### PAGE TEXT
Squad by Maggie Tokuda-Hall
My rating: 2 of 5 stars
I am very much of two minds about this book. On the one hand, it is an examination of feeling alone and finding a place to call one's own, and the suffocating pressure one's peers can exert. It's also about finding the strength to break away from a toxic situation. At the end, it's a sweet love story between the protagonist Becca and her friend and fellow pack-mate (in the literal and metaphorical teenage-girl sense) Marley.
New girl Becca is drawn into the orbit of three of the most popular girls in her new school: Marley, Amanda and Arianna. The story takes a very dark turn when those three are revealed to be female werewolves: werewolves who do the usual thing of turning once a month, but who also hunt human flesh under the full moon. Human flesh belonging to date-rapey or sexual-assault-minded teenage boys, who get torn apart for their real and/or imagined sins.
In one sense Becca is coerced into joining the pack, as she's intimidated and threatened into agreeing to be bitten and turned; but in another she says "yes" without too much protest. Then she runs with the pack for several months, participating in the monthly ritual of hunting and killing.
It all comes to a head when Becca kills Thatcher, the boyfriend of Arianna, the alpha of the pack. This is a genuine accident; he was coming on to her, she shoves him away with her superhuman werewolf strength, and he falls and breaks his neck. The girls hide his body in the woods and for the next several days go through a ritual of fake concern and then fake mourning after the body is found. They try to skip a month and hold their hunger at bay, but Arianna lures a boy into the woods for another kill...and is confronted by the previous alpha, Allyson Green, who went on to college and appointed Arianna in her stead. Allyson kills Arianna for the sin of being sloppy and threatening the pack's existence, and Marley and Becca are offered the only way out--to return to being human by eating their alpha's heart.
######
List every character from the novel who is named in the book review above, leaving out the author.
### DATA EXCERPTS
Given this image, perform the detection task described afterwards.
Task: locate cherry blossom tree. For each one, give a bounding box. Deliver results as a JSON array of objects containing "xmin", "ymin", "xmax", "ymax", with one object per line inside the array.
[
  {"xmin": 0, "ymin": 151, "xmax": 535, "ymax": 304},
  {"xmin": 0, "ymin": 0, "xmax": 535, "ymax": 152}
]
######
→ **ANSWER BELOW**
Becca, Marley, Amanda, Arianna, Thatcher, Allyson Green